• [TRY IT]: Looking at the entries below, how many lines include the word "driftwood"? Answer with the number alone.

(Referring expression data)

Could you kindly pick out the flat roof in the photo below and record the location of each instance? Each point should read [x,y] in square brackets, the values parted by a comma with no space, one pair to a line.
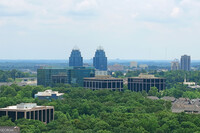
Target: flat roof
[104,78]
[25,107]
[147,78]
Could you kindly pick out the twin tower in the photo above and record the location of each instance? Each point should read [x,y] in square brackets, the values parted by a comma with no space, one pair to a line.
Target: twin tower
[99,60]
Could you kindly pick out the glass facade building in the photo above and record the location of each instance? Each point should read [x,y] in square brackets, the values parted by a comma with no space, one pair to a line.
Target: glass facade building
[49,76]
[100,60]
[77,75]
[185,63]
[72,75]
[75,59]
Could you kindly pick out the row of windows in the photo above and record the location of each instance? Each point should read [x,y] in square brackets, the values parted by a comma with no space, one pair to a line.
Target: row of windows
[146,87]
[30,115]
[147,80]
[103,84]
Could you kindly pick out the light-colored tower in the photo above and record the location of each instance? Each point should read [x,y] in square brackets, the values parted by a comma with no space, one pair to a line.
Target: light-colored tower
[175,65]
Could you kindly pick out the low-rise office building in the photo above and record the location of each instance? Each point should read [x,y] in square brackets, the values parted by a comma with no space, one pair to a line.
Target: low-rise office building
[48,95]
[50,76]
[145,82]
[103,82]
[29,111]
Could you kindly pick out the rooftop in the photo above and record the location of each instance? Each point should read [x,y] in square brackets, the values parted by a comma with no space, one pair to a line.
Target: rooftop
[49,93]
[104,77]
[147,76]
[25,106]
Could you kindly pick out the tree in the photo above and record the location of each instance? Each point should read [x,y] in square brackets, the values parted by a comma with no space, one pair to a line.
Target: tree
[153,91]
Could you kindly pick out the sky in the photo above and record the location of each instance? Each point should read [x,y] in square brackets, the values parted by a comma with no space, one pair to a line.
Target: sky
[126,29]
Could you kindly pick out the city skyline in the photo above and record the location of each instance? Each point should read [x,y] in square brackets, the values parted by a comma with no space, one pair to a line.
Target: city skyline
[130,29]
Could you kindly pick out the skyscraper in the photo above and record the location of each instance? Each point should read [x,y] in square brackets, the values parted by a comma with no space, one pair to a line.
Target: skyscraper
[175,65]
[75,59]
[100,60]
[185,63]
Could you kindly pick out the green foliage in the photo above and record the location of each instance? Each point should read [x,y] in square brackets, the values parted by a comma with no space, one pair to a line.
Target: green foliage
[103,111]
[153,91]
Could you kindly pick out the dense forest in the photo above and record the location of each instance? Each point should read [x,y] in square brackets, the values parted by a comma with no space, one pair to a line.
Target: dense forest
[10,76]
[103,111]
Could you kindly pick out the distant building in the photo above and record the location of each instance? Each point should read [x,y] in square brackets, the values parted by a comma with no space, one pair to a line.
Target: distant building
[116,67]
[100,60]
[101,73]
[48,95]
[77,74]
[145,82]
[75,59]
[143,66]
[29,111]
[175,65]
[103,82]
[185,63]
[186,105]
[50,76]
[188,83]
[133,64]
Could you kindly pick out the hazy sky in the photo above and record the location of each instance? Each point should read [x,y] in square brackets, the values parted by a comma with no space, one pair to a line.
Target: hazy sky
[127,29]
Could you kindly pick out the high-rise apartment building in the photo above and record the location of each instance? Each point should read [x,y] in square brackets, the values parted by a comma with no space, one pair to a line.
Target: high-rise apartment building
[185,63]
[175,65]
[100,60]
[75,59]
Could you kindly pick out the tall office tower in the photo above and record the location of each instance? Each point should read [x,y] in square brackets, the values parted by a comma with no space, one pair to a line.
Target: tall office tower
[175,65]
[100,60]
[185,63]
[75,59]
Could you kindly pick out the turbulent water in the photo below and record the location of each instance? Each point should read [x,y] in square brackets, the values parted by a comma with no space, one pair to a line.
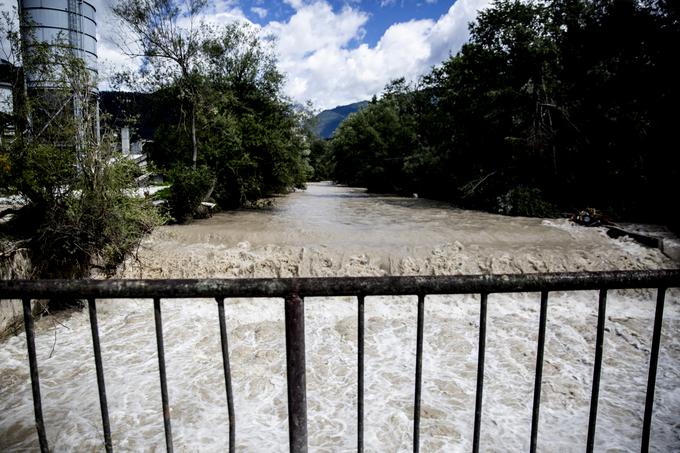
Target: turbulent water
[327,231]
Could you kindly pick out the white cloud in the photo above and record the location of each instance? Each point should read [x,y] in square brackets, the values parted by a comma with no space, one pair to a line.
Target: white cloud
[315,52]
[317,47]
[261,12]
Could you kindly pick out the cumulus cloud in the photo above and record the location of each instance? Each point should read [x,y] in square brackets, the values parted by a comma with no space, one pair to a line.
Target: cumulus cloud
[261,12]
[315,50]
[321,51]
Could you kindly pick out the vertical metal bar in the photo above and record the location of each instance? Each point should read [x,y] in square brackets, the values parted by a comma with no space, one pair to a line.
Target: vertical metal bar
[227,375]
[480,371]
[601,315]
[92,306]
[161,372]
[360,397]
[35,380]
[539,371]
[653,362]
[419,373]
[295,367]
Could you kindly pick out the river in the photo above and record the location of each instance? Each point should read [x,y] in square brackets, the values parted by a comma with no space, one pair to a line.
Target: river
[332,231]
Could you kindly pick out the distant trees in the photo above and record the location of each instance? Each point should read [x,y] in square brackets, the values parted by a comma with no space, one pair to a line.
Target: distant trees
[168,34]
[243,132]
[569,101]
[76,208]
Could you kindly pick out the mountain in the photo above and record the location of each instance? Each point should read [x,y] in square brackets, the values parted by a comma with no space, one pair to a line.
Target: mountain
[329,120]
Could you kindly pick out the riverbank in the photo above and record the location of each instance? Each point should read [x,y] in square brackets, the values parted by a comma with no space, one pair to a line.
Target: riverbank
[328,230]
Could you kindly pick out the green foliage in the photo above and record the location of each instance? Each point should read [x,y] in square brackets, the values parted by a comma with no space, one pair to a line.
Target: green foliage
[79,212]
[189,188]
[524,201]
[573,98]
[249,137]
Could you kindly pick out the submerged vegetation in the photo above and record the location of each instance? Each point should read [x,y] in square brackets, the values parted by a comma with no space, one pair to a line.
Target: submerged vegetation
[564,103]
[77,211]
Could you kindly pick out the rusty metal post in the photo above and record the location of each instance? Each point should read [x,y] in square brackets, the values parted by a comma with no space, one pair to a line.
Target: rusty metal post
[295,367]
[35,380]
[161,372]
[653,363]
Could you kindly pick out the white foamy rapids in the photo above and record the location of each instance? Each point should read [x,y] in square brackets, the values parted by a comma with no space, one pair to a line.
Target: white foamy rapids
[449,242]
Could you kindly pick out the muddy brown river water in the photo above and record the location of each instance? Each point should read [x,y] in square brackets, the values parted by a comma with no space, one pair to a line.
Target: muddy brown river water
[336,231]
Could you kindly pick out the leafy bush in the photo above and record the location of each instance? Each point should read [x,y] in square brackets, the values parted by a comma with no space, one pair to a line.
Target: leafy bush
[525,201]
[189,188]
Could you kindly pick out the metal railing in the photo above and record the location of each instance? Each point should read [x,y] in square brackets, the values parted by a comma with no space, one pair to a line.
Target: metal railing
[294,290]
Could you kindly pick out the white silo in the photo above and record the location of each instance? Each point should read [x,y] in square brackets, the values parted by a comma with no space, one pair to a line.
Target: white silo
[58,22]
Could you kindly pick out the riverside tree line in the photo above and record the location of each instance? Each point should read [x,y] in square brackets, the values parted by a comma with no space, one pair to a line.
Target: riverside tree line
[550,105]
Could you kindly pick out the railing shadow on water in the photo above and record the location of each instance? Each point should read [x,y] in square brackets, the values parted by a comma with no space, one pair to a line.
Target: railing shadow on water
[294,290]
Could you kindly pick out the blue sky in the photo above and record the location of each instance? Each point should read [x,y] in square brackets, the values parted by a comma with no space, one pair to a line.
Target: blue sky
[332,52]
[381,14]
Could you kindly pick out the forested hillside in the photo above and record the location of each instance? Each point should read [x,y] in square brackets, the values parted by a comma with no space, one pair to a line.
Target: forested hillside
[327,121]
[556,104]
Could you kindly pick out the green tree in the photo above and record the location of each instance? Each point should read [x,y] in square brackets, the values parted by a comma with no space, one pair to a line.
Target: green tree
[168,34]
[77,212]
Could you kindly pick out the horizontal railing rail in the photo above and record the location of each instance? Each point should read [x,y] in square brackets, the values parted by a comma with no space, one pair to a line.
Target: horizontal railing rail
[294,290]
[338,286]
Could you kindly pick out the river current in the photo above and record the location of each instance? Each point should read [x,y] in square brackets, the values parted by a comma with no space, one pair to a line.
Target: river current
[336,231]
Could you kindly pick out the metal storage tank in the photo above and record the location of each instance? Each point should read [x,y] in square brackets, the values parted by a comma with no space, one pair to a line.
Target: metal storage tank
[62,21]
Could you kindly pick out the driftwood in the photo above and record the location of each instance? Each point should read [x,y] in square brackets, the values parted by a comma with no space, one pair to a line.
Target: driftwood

• [OUTPUT FOR THIS TASK]: 2